• 取り組む課題
1. 店日誌の中で金井タオルが自分の趣味として挙げているものを、全部書き出してください。
2. リストを絞り込んで、「information」という語を含む行だけを残らず書き写してください。

• 対象の文章

2025/05/31

5/31 店日誌


5月31日、土曜日。今月は長かった。ゴールデンウィークなんて遥か昔のことのようだし、暑くなったり寒かったりで季節感もどうもおかしい(雨と肌寒さで終わるとは月頭は想像してなかったヨ……)。前のめりに時間を捉えて、区切りたい人が「今年も残すところあと半分」なんて言い出すのは目に見えているけど、まだまだ半分。ようやく前半が終わったところ。やれることは沢山ある。欲張りすぎず、関わりすぎず、目の前のことを片付けていけたらいい。ちょい長めの展望が持てたら、もっといい。

あなたの趣味は何ですか? 私の趣味は、小冊子を作ること。また、そこに掲載するために友人・知人と雑談を交わし、収録した音声を文字に起こして再構成すること。あとは、日々のなかで考えた事柄を雑文として書き散らすこと。(金井タオル)

明日は雑誌『つくづく』編集人・金井タオルが終日在店、最新号となる『趣味のほとりで』(つくづくポケットライブラリ)の即売会を開催。ライター、ポストカードのオマケと、金井さんの解説付きの直販企画。イベントっていうノリじゃなく、ちょっと賑やかな通常営業というイメージですので、お気軽にお出かけください。

• 提供データ
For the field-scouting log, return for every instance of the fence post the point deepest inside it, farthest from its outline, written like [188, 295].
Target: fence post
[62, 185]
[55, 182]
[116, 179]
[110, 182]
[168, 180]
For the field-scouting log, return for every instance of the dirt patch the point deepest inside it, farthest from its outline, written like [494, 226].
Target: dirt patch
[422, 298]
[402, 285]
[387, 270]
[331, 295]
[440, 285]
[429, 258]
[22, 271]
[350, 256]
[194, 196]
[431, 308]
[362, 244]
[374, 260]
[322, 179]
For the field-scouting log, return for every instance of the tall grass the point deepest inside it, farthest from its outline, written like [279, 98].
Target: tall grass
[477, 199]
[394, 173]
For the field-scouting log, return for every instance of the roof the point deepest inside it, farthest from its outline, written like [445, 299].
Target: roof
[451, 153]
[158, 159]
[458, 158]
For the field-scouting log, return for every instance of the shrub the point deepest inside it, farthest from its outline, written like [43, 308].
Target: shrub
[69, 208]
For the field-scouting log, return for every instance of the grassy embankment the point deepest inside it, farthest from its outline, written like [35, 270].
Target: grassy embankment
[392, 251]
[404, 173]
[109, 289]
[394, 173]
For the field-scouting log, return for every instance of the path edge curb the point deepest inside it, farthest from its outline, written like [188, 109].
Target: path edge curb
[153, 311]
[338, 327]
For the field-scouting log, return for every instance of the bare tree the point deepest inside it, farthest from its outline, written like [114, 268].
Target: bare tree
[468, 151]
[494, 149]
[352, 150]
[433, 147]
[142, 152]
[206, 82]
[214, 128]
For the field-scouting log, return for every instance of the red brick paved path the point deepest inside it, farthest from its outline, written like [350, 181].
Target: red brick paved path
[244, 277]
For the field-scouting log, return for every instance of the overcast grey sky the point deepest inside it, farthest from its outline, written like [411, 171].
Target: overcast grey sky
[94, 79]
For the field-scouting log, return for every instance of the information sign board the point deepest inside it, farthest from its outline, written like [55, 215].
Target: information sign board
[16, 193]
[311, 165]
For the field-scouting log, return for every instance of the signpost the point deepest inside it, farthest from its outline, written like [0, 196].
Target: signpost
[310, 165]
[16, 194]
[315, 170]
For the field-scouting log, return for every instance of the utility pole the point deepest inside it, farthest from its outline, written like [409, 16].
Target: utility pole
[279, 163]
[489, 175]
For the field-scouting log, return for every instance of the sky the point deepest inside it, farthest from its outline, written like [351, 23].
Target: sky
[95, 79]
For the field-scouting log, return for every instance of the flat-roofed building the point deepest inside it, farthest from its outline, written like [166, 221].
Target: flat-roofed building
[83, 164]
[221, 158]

• 解答はこちら
1.
- 小冊子を作ること
- 小冊子に載せるために友人・知人と雑談を交わし、収録した音声を文字に起こして再構成すること
- 日々のなかで考えた事柄を雑文として書き散らすこと

2.
For the field-scouting log, return for every instance of the information sign board the point deepest inside it, farthest from its outline, written like [55, 215].
Target: information sign board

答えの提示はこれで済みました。